::: Material to process :::

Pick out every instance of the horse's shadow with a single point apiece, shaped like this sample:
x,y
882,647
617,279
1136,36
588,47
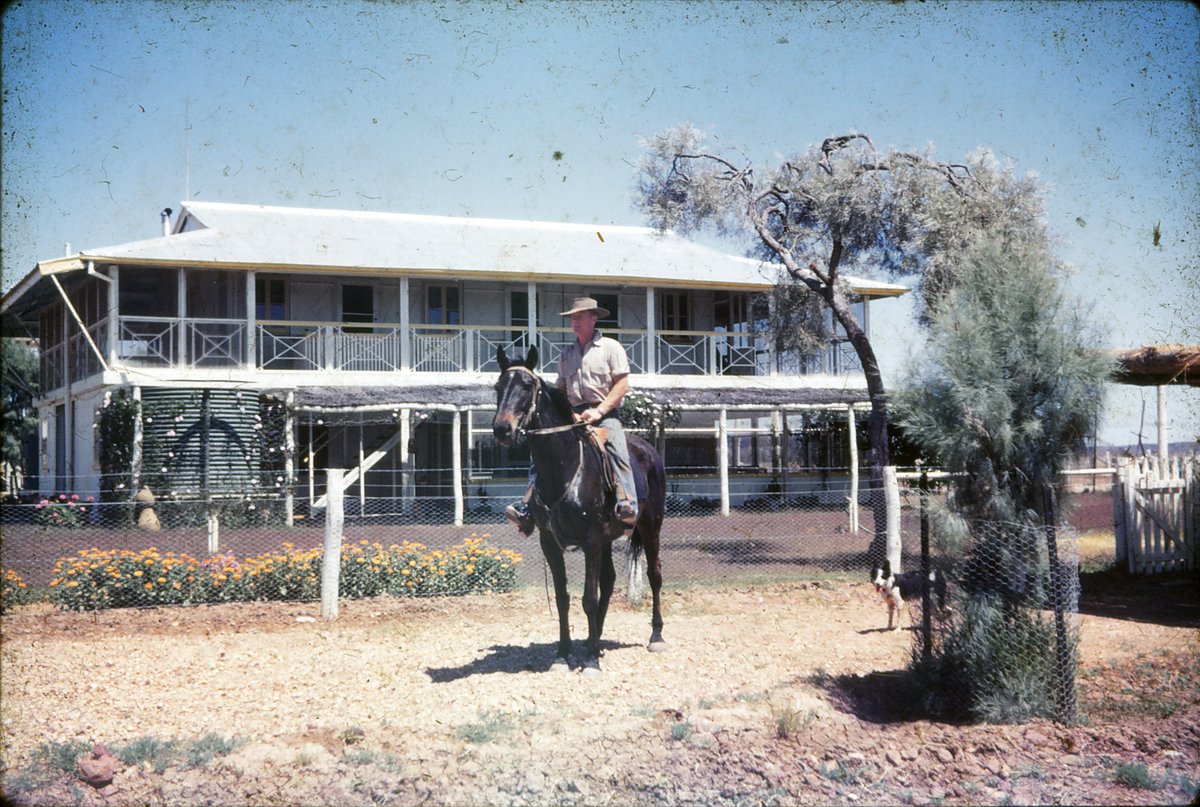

:::

> **What is required**
Quote the data above line for line, leaving out the pictures.

> **In response**
Pick out every instance of the horse's shadow with a single point apiece, shaped like this sample:
x,y
882,647
617,279
1136,36
588,47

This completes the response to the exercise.